* _Exercise prompt_:
Please transcribe the listing below in full, exactly as written, leaving out its pictures.
——
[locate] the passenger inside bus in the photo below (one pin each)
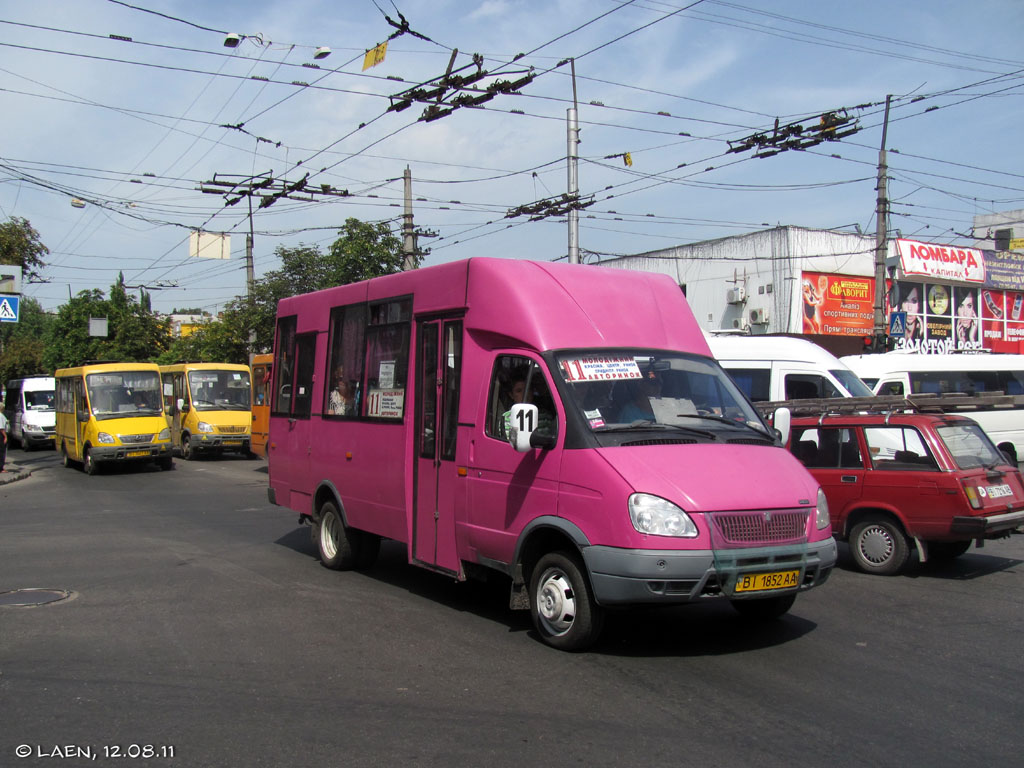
(515, 391)
(640, 392)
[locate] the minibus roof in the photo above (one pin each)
(893, 363)
(33, 383)
(203, 367)
(543, 305)
(101, 368)
(729, 347)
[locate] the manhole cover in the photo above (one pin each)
(33, 597)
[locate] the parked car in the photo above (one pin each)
(903, 479)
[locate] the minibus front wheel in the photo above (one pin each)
(88, 463)
(562, 604)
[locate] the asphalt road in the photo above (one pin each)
(202, 630)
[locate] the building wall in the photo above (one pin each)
(767, 265)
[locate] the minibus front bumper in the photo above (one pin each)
(208, 441)
(622, 577)
(142, 452)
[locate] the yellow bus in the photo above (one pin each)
(111, 413)
(209, 407)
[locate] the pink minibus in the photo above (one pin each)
(561, 424)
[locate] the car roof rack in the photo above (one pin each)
(947, 402)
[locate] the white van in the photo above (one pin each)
(29, 406)
(781, 368)
(906, 373)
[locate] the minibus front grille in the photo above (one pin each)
(770, 526)
(666, 441)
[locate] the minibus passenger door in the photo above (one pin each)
(438, 368)
(81, 419)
——
* _Response to this task_:
[locate] the passenger inside bus in the photo below (one pin each)
(515, 391)
(640, 392)
[locate] the minibus roof in the photo above (one pin each)
(893, 363)
(33, 383)
(203, 367)
(543, 305)
(101, 368)
(729, 347)
[locate] the manhole cover in the photo above (one pin each)
(33, 597)
[locate] the parked car in the photo above (one pin each)
(903, 479)
[locate] the minibus front wheel in the photo above (one pin each)
(88, 463)
(562, 604)
[locate] the asphalt road in the photo above (one pin each)
(202, 630)
[locate] the building wall in the photo above (one pin each)
(767, 265)
[locate] the minibus front bumper in the photo above (one pin each)
(208, 441)
(622, 577)
(142, 452)
[locate] the yellow bus in the photo above (one pin each)
(111, 413)
(209, 407)
[locate] the pink minibus in the photo above (one pin each)
(561, 424)
[locate] the car roof rack in the photo above (one pin each)
(947, 402)
[locate] the white van in the photo above (one pin each)
(29, 406)
(781, 368)
(906, 373)
[locate] the minibus front grille in the photo above (one pin each)
(770, 526)
(666, 441)
[locate] the minibus passenger door in the photo above (one pin each)
(438, 368)
(81, 419)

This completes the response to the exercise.